Task directions: What lines in the data hold the string "woman"? Show them.

Input:
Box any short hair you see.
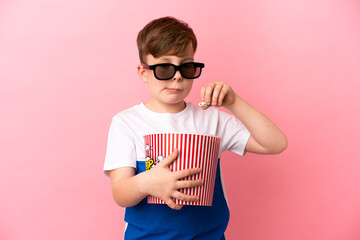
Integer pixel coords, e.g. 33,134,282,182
137,16,197,64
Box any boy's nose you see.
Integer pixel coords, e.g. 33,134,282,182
173,70,183,81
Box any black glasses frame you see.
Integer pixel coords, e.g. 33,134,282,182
142,62,205,80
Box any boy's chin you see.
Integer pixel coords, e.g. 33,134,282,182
165,100,187,108
162,100,185,106
161,96,186,104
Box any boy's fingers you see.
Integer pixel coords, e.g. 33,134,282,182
176,179,203,189
173,191,200,202
204,84,215,104
211,84,224,106
157,149,178,167
200,86,206,102
164,198,183,210
200,85,211,110
174,168,202,179
201,82,229,108
218,88,226,106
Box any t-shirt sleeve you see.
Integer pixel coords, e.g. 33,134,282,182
103,115,137,176
217,110,251,156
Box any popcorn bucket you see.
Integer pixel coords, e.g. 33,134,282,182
144,133,221,206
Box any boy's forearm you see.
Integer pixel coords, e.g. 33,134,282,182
226,95,287,154
111,171,150,207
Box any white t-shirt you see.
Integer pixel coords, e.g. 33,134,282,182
104,102,250,174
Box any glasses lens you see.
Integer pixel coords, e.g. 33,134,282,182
154,64,175,80
181,63,201,79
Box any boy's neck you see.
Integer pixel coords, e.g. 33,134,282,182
144,101,186,113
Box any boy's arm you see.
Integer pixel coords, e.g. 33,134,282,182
200,81,288,154
109,149,203,210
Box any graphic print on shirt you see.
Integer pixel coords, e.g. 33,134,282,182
145,144,164,170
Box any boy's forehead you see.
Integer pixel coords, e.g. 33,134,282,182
146,44,195,63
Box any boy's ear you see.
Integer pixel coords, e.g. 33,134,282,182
137,64,148,83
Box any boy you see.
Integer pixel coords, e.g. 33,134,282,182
104,16,287,240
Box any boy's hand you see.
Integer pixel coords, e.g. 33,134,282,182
144,149,203,210
200,81,237,110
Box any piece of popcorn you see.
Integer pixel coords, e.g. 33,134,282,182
199,101,210,107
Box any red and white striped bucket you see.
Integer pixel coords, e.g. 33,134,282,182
144,133,221,206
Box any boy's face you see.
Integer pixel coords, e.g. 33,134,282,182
138,44,195,113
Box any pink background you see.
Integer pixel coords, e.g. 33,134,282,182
1,0,359,239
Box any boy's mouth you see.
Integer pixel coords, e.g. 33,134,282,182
165,88,182,93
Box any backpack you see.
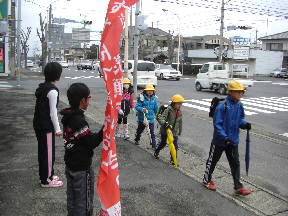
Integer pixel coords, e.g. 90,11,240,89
156,104,168,120
209,97,227,118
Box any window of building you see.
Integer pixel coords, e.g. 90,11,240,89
270,43,283,51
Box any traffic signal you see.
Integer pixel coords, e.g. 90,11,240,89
80,20,92,25
237,25,252,30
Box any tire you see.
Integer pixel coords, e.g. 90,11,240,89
277,74,280,78
195,82,202,91
219,85,227,95
176,78,180,81
160,74,164,80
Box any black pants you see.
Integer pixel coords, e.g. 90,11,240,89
203,143,243,190
117,116,128,124
134,121,156,147
66,167,95,216
155,134,178,161
35,130,55,184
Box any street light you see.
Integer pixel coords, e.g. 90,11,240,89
162,9,181,72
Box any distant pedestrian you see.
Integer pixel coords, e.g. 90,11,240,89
154,94,184,166
60,83,103,216
115,78,134,139
33,62,63,187
203,80,252,196
134,84,158,148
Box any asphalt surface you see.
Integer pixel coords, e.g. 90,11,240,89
0,82,257,215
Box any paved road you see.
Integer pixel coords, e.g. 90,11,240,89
4,66,288,200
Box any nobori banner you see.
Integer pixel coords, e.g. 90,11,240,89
0,0,8,21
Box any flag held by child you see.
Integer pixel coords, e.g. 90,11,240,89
97,0,139,215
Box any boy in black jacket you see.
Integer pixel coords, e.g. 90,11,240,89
60,83,103,216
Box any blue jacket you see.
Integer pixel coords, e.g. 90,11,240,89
136,93,158,123
212,96,247,147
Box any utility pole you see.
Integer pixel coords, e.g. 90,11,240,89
151,22,154,61
133,1,140,98
16,0,22,87
124,8,129,78
9,0,16,77
219,0,225,63
48,4,52,62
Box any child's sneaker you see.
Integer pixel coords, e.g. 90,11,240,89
41,179,63,188
124,134,130,140
115,133,121,138
52,175,59,181
203,181,217,191
154,151,159,159
235,187,251,196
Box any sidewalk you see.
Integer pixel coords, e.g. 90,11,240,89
0,88,257,215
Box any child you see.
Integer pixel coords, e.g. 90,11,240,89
60,83,103,215
115,78,134,139
134,84,158,149
203,80,252,196
154,94,184,166
33,62,63,188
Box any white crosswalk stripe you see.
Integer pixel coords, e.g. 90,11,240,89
280,133,288,138
65,75,100,80
183,97,288,116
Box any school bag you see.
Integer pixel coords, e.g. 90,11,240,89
209,97,227,118
156,104,168,120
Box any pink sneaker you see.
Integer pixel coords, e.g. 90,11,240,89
41,179,63,188
52,175,60,181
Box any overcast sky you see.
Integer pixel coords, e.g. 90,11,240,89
21,0,288,56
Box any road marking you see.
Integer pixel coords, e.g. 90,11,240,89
182,78,191,80
249,97,288,106
65,76,100,80
280,133,288,138
182,102,209,112
272,82,288,86
241,98,288,109
252,81,272,83
0,81,8,84
0,84,13,88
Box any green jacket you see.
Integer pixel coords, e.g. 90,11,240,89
157,105,182,136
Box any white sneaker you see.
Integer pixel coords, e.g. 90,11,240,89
41,179,63,188
115,133,122,138
124,134,130,140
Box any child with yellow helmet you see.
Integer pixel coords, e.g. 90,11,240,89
134,84,158,148
154,94,184,166
115,78,134,139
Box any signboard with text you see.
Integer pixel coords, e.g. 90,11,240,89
0,0,8,21
0,42,5,73
233,46,250,60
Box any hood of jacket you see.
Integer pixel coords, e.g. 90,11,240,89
60,108,84,126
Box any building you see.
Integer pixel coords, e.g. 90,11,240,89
259,31,288,68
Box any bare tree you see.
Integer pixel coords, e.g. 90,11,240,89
20,27,31,68
37,13,47,73
167,30,177,64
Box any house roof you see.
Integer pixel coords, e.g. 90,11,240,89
259,31,288,40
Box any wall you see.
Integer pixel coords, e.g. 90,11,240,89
250,49,283,75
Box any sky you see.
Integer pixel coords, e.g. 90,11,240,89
21,0,288,56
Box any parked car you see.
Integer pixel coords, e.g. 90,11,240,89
58,61,69,68
77,60,95,70
26,60,34,67
270,68,288,78
155,64,182,80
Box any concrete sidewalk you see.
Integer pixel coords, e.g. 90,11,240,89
0,88,257,216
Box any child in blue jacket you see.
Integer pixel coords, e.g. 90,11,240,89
134,84,158,149
203,80,252,196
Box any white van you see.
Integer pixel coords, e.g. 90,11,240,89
125,60,157,87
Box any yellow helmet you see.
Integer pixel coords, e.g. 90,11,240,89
123,78,131,84
171,94,185,103
227,80,245,91
144,84,155,91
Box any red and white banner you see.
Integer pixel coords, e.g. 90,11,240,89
97,1,138,215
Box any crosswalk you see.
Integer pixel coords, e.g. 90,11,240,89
0,81,13,89
65,75,100,80
183,97,288,116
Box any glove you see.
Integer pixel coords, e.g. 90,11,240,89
245,123,251,130
225,138,233,145
164,122,172,129
119,109,124,116
142,108,148,113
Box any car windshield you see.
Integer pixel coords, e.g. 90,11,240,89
160,65,173,70
137,63,155,71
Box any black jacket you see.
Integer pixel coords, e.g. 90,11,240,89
33,82,59,131
60,108,103,171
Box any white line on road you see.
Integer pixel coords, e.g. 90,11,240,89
280,133,288,138
0,84,13,88
241,98,288,109
0,81,8,84
272,83,288,86
249,97,288,106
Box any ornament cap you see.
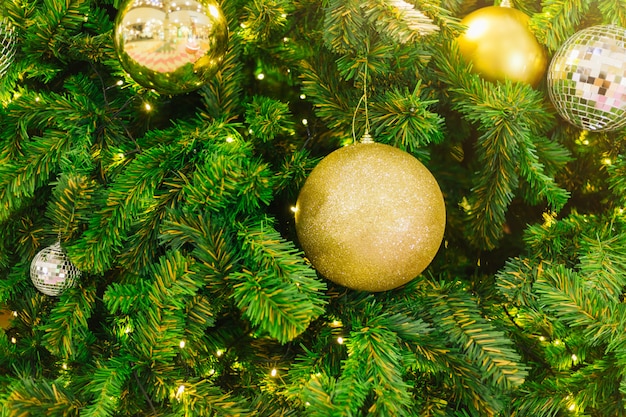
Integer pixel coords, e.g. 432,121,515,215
360,131,374,144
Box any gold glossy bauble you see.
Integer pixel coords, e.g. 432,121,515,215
114,0,228,94
0,308,13,330
547,25,626,131
457,6,547,86
295,142,446,292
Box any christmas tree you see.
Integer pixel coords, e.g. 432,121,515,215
2,0,626,415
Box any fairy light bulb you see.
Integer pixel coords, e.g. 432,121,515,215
270,368,278,377
337,336,344,345
179,340,186,348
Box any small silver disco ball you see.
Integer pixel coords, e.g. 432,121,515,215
30,242,81,296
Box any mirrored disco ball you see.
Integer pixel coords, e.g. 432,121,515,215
30,242,81,296
547,25,626,131
0,17,17,78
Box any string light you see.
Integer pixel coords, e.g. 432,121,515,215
179,340,186,348
337,336,344,344
299,94,306,99
571,354,578,362
257,73,265,80
62,363,68,370
175,384,185,400
216,349,224,357
10,337,16,344
290,206,297,213
225,136,235,143
301,119,308,126
270,368,278,377
144,103,152,112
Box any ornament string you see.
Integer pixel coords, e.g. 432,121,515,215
352,58,373,144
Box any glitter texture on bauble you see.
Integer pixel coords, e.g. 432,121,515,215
295,142,446,292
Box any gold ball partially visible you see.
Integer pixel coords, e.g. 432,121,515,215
113,0,228,94
457,6,547,86
295,142,446,292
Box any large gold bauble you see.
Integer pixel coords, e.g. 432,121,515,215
114,0,228,95
295,142,446,292
457,6,547,86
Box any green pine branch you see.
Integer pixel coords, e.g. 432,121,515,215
42,285,97,360
80,357,133,417
426,282,529,390
530,0,589,51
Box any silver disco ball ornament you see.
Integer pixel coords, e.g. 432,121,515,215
0,17,17,78
547,25,626,131
30,242,81,296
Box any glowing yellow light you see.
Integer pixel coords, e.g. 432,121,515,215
226,136,234,143
582,139,589,145
10,337,16,344
12,311,17,317
330,320,342,327
290,206,297,213
116,80,124,86
62,363,68,370
301,119,308,126
124,326,131,334
176,384,185,400
208,369,215,375
602,157,612,165
568,403,576,411
539,336,546,341
554,340,561,345
35,97,40,102
216,349,224,357
337,337,344,344
179,340,186,348
571,354,578,361
257,73,265,80
144,103,152,111
299,94,306,99
270,368,278,377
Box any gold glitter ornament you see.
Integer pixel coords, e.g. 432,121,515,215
295,141,446,292
547,25,626,131
456,5,547,86
113,0,228,94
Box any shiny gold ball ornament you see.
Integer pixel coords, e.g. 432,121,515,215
30,242,81,296
114,0,228,94
295,142,446,292
547,25,626,131
456,5,547,86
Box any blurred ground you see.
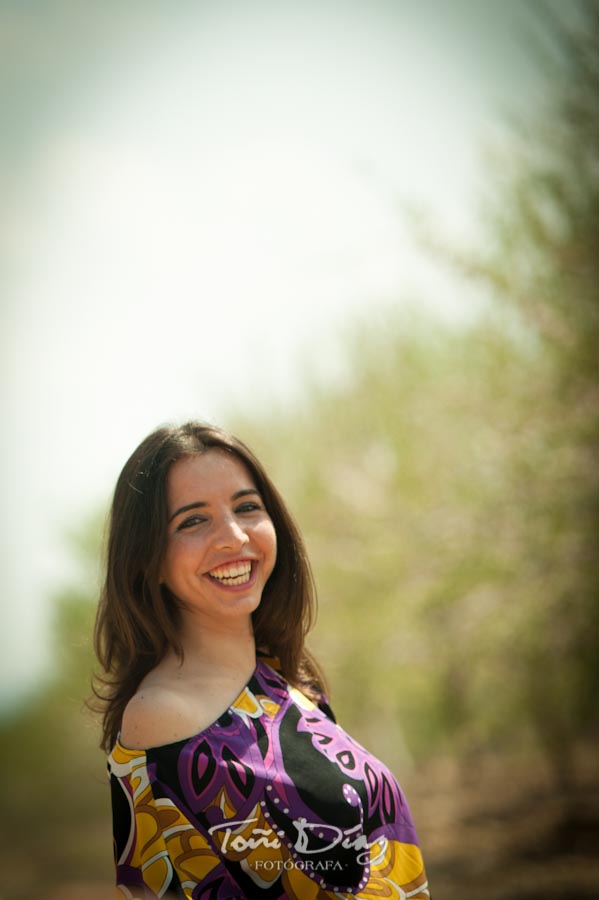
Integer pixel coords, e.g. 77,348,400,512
410,741,599,900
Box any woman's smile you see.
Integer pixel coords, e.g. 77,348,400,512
206,558,257,587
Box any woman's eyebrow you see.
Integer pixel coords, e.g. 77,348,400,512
232,488,260,501
168,501,207,523
168,489,260,523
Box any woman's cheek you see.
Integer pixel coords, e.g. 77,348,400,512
160,538,190,585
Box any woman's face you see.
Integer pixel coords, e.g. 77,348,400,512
160,450,277,623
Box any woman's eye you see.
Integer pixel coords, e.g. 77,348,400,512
236,502,261,514
177,515,206,531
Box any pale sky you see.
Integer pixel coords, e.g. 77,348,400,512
0,0,575,708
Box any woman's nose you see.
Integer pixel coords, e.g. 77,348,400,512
214,515,250,550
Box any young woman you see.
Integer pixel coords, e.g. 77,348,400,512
94,421,430,899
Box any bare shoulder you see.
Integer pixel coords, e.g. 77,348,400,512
119,663,256,750
120,683,202,750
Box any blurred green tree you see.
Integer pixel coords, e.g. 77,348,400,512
0,514,111,898
440,1,599,782
239,2,598,782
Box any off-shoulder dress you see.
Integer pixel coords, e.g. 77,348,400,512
108,651,429,899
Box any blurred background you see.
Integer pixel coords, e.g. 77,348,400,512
0,1,597,898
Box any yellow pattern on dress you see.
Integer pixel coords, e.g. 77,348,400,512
111,742,221,899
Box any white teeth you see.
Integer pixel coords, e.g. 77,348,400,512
212,572,251,586
209,562,252,584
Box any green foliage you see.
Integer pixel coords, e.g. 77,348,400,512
0,516,111,898
237,6,599,774
444,3,599,774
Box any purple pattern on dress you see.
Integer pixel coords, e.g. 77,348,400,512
110,654,428,899
145,658,419,894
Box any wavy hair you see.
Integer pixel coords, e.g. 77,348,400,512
93,421,327,752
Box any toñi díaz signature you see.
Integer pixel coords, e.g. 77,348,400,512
208,816,385,866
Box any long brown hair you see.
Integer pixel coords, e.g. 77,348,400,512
93,421,327,751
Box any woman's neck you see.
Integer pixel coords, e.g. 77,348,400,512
166,612,257,683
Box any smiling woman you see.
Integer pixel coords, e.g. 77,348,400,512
93,421,430,899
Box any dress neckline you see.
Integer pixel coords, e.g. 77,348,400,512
113,657,269,755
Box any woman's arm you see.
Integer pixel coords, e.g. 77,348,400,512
109,746,230,898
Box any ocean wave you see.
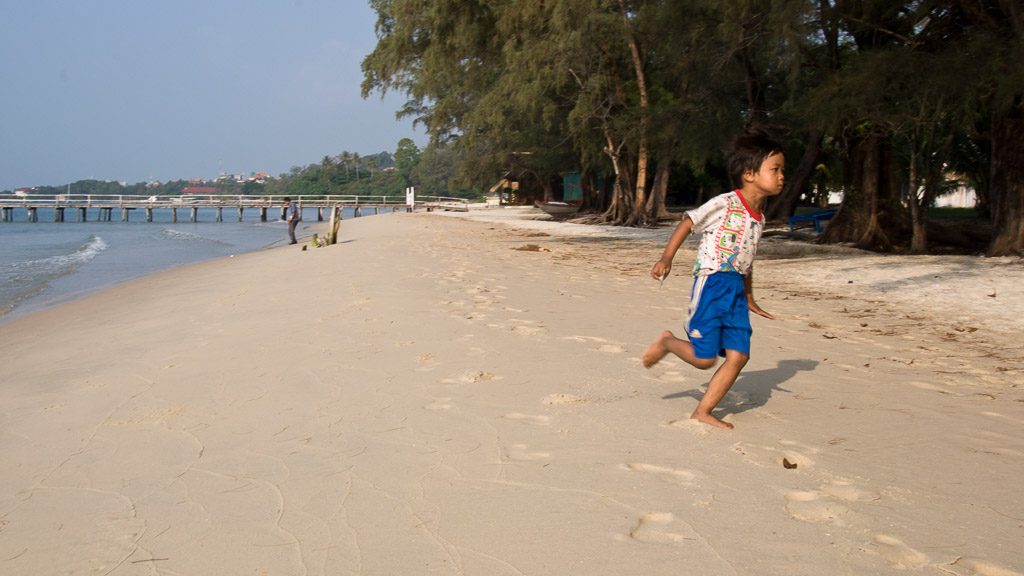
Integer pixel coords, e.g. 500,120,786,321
14,235,108,274
159,228,233,246
0,235,108,318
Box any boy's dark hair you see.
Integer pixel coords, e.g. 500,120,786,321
727,129,783,188
283,197,292,202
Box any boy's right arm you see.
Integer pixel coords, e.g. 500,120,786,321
650,216,693,280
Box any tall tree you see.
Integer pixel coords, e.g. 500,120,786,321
394,138,421,187
810,1,917,251
953,0,1024,255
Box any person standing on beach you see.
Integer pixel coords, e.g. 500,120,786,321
642,131,784,429
283,197,299,245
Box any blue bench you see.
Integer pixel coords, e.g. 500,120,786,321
787,208,837,233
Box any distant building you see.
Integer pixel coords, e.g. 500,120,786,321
935,185,977,208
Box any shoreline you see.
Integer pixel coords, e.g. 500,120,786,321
1,210,1022,575
0,219,317,327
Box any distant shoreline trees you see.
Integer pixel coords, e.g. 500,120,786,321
7,140,477,201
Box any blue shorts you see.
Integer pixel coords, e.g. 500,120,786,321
686,272,752,359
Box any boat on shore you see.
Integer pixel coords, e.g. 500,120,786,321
534,200,582,216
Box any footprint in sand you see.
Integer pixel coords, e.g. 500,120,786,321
542,393,588,405
439,371,499,385
505,444,551,461
784,490,851,525
869,534,929,569
950,558,1024,576
425,398,455,411
821,480,879,503
909,380,960,396
455,308,488,322
783,478,878,527
656,371,688,383
562,335,608,343
510,319,546,337
663,419,711,436
503,413,551,426
628,513,697,544
414,352,440,372
981,411,1024,425
623,463,697,485
563,335,624,351
733,440,817,469
512,325,546,337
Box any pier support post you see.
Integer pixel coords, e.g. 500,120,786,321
78,207,87,222
238,207,244,222
172,208,178,223
260,207,267,222
28,207,38,222
54,207,65,222
317,207,324,222
190,207,198,223
280,207,287,221
121,208,130,222
146,208,153,223
216,207,223,222
2,207,11,222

Solved exercise:
Box any woman's smile you see.
Box any woman's eyebrow you see.
Box any woman's cheek you see.
Box any woman's face you see.
Box any woman's eye you see.
Box any woman's nose you see.
Box any young woman you see.
Box any woman's neck you see.
Box any smiling woman you see.
Box any woman's arm you see.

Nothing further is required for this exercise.